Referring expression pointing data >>

++++++

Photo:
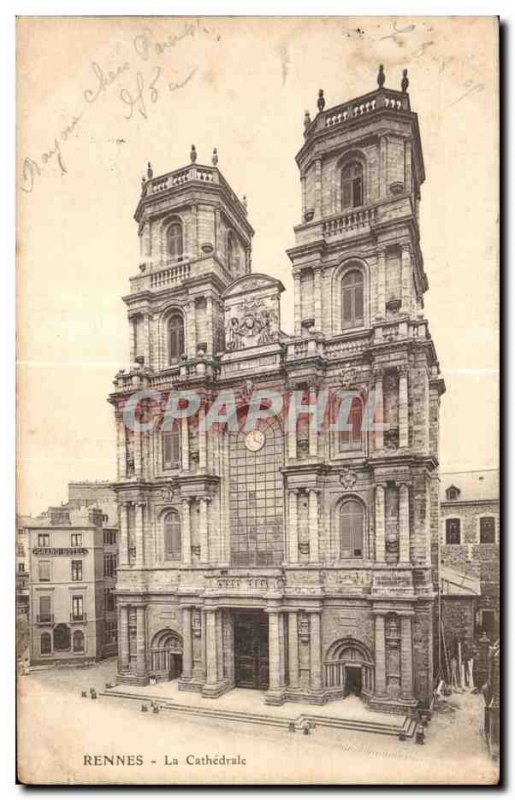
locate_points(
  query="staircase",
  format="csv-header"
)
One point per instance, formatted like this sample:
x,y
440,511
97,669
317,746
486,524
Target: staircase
x,y
301,723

++++++

What is expected >> Nothing but the text is wanted: repeat the data above exactly, without its images.

Response >>
Photo:
locate_points(
  query="staircase",
  format="csv-header"
)
One point per instance, formatted like this sample:
x,y
440,511
97,669
317,746
486,524
Target: staircase
x,y
301,723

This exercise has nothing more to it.